WHAT YOU SHOULD DO:
Reproduce word for word the portion of the passage on law firm management practices from "By 2020, however, we" to "more of that.".

Adoption of client business management techniques has increased in the legal industry. Some firms are very sophisticated in how they manage, for example, advanced technologies. Law firms now regularly appear in rankings of the top IT organizations in the world. And you can bet that those organizations have taken, say, project management to an advanced state, at least within the IT organization.

By 2020, however, we will see a number of firms that have thrown open the doors to their project management offices and applied the techniques that have let them manage IT so well to their own legal services. Indeed, we might expect IT executives to exert leadership influences outside of their traditional domains. They know valuable things. Law firm economics are now shifting so as to provide incentives for recognizing and fully utilizing such skills.

Incentives are also increasing toward the use of process control and quality assurance. We have already seen at least one U.S. firm adopt elements of the Six Sigma discipline. (Source: Value Practice: Use of Tailored Six Sigma Methodologies at Seyfarth Shaw). By 2020, we can expect to see much more of that.

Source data
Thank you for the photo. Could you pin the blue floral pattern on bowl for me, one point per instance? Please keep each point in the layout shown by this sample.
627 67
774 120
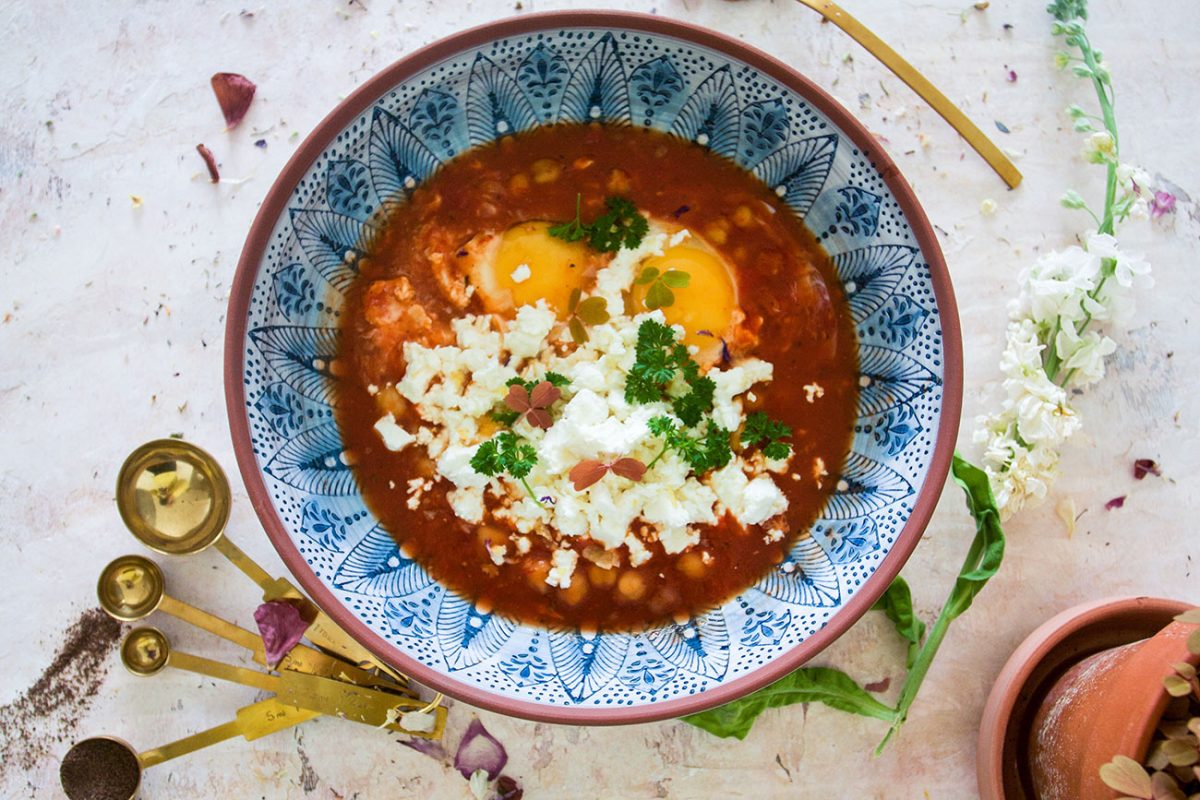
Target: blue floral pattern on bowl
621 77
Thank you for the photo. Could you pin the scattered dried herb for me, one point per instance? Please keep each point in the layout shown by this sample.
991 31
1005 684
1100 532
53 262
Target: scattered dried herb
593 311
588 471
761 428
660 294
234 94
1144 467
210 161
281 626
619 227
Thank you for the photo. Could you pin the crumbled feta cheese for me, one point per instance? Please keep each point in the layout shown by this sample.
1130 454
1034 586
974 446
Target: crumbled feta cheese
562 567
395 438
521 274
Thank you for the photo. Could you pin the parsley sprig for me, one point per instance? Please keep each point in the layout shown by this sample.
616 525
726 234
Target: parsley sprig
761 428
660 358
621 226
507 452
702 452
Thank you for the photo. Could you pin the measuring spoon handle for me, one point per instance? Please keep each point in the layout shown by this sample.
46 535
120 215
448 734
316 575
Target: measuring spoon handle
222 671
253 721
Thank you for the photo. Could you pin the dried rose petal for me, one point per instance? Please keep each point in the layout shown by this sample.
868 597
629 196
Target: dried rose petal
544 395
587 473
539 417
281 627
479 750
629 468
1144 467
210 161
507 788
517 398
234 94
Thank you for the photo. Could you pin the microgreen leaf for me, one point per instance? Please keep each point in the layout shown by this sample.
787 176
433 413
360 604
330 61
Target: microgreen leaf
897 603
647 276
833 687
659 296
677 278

ANSWER TO THIS PROBLEM:
By 2020, however, we will see a number of firms that have thrown open the doors to their project management offices and applied the techniques that have let them manage IT so well to their own legal services. Indeed, we might expect IT executives to exert leadership influences outside of their traditional domains. They know valuable things. Law firm economics are now shifting so as to provide incentives for recognizing and fully utilizing such skills.

Incentives are also increasing toward the use of process control and quality assurance. We have already seen at least one U.S. firm adopt elements of the Six Sigma discipline. (Source: Value Practice: Use of Tailored Six Sigma Methodologies at Seyfarth Shaw). By 2020, we can expect to see much more of that.